**Objective**
Every line below should be copied exactly; drop the pictures.

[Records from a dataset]
+--

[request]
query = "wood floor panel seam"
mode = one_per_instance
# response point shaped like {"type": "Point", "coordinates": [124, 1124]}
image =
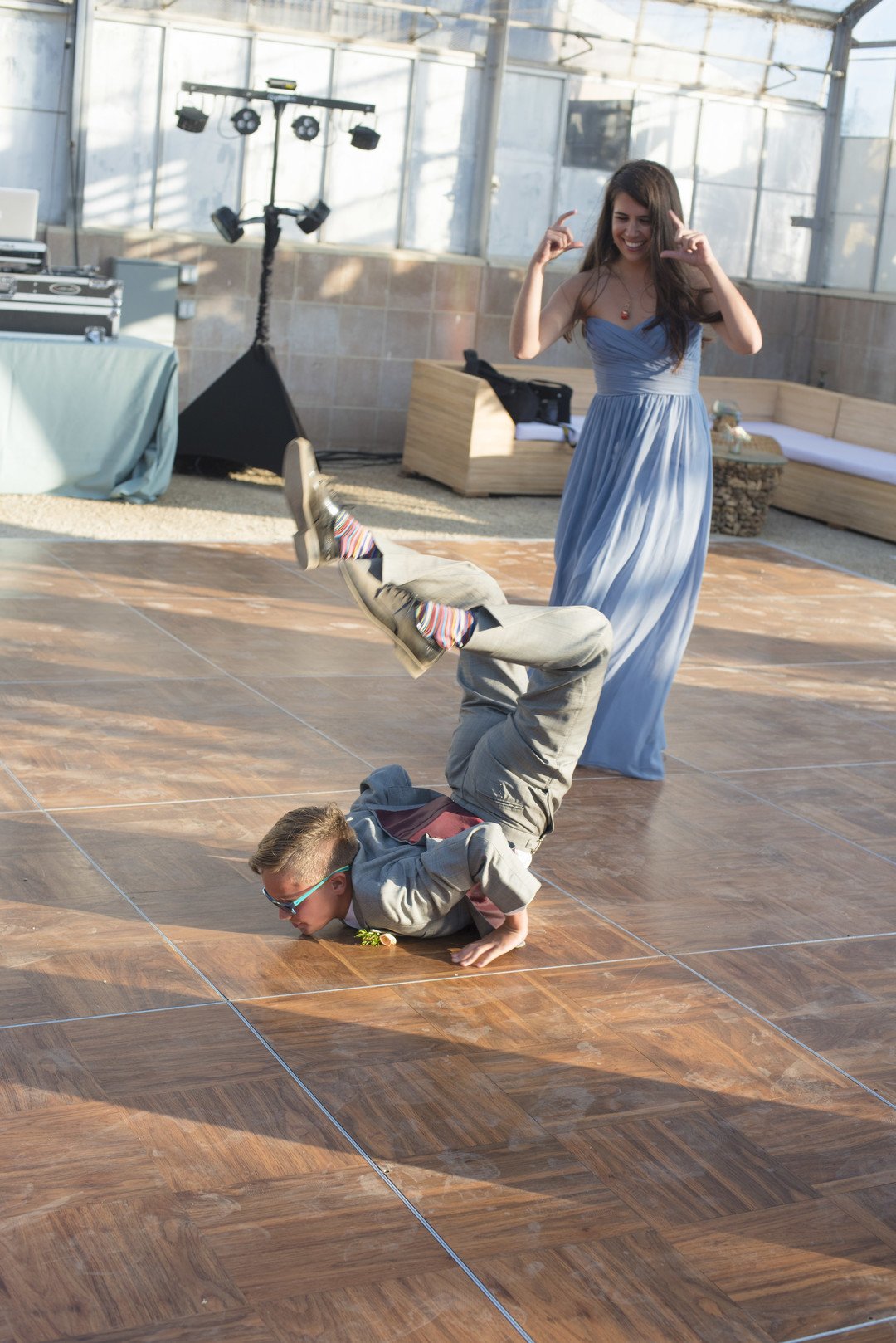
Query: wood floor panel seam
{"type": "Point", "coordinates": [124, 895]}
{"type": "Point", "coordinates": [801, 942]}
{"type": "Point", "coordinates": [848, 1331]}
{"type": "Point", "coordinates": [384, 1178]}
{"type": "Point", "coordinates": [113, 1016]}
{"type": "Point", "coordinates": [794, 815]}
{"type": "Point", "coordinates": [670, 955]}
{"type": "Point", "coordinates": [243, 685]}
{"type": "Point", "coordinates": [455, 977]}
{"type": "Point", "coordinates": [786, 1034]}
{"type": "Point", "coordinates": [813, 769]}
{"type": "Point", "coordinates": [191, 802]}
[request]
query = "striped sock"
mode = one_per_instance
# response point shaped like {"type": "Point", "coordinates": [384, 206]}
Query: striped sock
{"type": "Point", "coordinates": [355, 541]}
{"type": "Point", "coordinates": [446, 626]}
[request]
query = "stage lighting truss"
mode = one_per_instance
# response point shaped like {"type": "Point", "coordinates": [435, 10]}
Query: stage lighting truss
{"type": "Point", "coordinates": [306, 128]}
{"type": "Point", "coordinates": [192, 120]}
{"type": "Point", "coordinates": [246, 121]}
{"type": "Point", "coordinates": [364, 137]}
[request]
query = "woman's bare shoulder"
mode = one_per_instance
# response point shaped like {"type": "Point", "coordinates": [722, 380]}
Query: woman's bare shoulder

+--

**Reply to the exercise**
[request]
query = "wood floor panel seam"
mode = one_per_instance
# response point shaped like {"type": "Point", "coordinates": [124, 1124]}
image =
Query: wood floor panel seam
{"type": "Point", "coordinates": [124, 895]}
{"type": "Point", "coordinates": [801, 942]}
{"type": "Point", "coordinates": [848, 1331]}
{"type": "Point", "coordinates": [384, 1178]}
{"type": "Point", "coordinates": [113, 1016]}
{"type": "Point", "coordinates": [794, 815]}
{"type": "Point", "coordinates": [670, 955]}
{"type": "Point", "coordinates": [243, 685]}
{"type": "Point", "coordinates": [455, 977]}
{"type": "Point", "coordinates": [786, 1034]}
{"type": "Point", "coordinates": [813, 769]}
{"type": "Point", "coordinates": [191, 802]}
[request]
query = "striped sock"
mode = one_per_instance
# response point shaped like {"type": "Point", "coordinates": [384, 206]}
Query: striped sock
{"type": "Point", "coordinates": [355, 541]}
{"type": "Point", "coordinates": [446, 626]}
[request]
query = "stage lighting truss"
mode = one_per_instance
# response point shaped like {"type": "Point", "coordinates": [435, 10]}
Query: stage lighting truss
{"type": "Point", "coordinates": [306, 128]}
{"type": "Point", "coordinates": [192, 120]}
{"type": "Point", "coordinates": [246, 121]}
{"type": "Point", "coordinates": [364, 137]}
[request]
query = "woman's bare shoulder"
mode = one_per_instance
# response point shaped like {"type": "Point", "coordinates": [722, 380]}
Query: woman's bare shoulder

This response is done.